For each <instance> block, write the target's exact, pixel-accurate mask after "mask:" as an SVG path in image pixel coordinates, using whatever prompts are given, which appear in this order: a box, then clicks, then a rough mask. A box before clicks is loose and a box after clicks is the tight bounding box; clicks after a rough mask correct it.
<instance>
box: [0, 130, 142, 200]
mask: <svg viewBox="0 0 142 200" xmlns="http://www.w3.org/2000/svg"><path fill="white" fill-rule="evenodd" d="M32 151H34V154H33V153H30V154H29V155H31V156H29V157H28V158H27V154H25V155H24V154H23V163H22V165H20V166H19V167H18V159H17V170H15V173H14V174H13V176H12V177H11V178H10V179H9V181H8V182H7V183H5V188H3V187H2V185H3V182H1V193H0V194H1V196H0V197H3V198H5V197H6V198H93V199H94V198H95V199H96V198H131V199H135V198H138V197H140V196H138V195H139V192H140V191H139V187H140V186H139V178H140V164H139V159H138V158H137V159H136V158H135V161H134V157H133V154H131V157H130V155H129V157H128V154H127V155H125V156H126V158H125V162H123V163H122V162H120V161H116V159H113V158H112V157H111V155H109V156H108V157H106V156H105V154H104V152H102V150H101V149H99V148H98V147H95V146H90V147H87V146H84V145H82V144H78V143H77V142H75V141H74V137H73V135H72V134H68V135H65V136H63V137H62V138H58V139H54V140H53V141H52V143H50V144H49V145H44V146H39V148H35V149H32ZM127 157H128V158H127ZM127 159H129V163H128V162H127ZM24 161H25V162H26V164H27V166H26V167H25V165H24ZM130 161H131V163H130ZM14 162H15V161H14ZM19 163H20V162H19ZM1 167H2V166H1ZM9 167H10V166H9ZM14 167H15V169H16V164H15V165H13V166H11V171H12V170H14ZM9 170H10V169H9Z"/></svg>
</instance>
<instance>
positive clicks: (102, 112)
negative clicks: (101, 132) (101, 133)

EXERCISE GOAL: Repeat the records above with every character intact.

ANSWER FOR THE TASK:
For each <instance> block, write the target's exact, pixel-accurate mask after "mask:" as an SVG path in image pixel coordinates, using whatever prompts are given, which appear in this order: a box, then clicks, then a rough mask. A box before clicks is loose and a box after clicks is the tight bounding box; clicks after a rough mask correct it.
<instance>
box: [0, 130, 142, 200]
mask: <svg viewBox="0 0 142 200" xmlns="http://www.w3.org/2000/svg"><path fill="white" fill-rule="evenodd" d="M32 151H34V154H33V153H30V154H29V155H31V156H29V157H28V158H27V154H25V155H24V154H23V163H22V165H20V166H19V167H18V159H17V170H15V173H14V174H13V176H12V177H11V178H10V179H9V181H8V182H7V183H5V188H3V187H2V185H3V182H1V193H0V194H1V196H0V197H3V198H5V197H6V198H93V199H94V198H95V199H96V198H131V199H135V198H138V197H140V196H138V195H139V192H140V191H139V187H140V186H139V178H140V164H139V159H138V158H137V159H136V158H135V161H134V157H133V154H131V157H130V155H129V157H128V154H127V155H125V156H126V158H125V162H123V163H122V162H120V161H116V159H113V158H112V157H111V155H109V156H108V157H106V156H105V154H104V152H102V150H101V149H99V148H98V147H95V146H90V147H87V146H84V145H82V144H78V143H77V142H75V141H74V137H73V135H72V134H68V135H65V136H63V137H62V138H58V139H54V140H53V141H52V143H50V144H49V145H44V146H39V148H35V149H32ZM127 157H128V158H127ZM127 159H129V163H128V162H127ZM24 161H25V162H26V164H27V166H26V167H25V165H24ZM130 161H131V163H130ZM14 162H15V161H14ZM19 163H20V162H19ZM1 167H2V166H1ZM9 167H10V166H9ZM14 167H15V169H16V164H15V165H13V166H11V171H12V170H14ZM9 170H10V169H9Z"/></svg>
</instance>
<instance>
positive clicks: (102, 112)
negative clicks: (101, 132) (101, 133)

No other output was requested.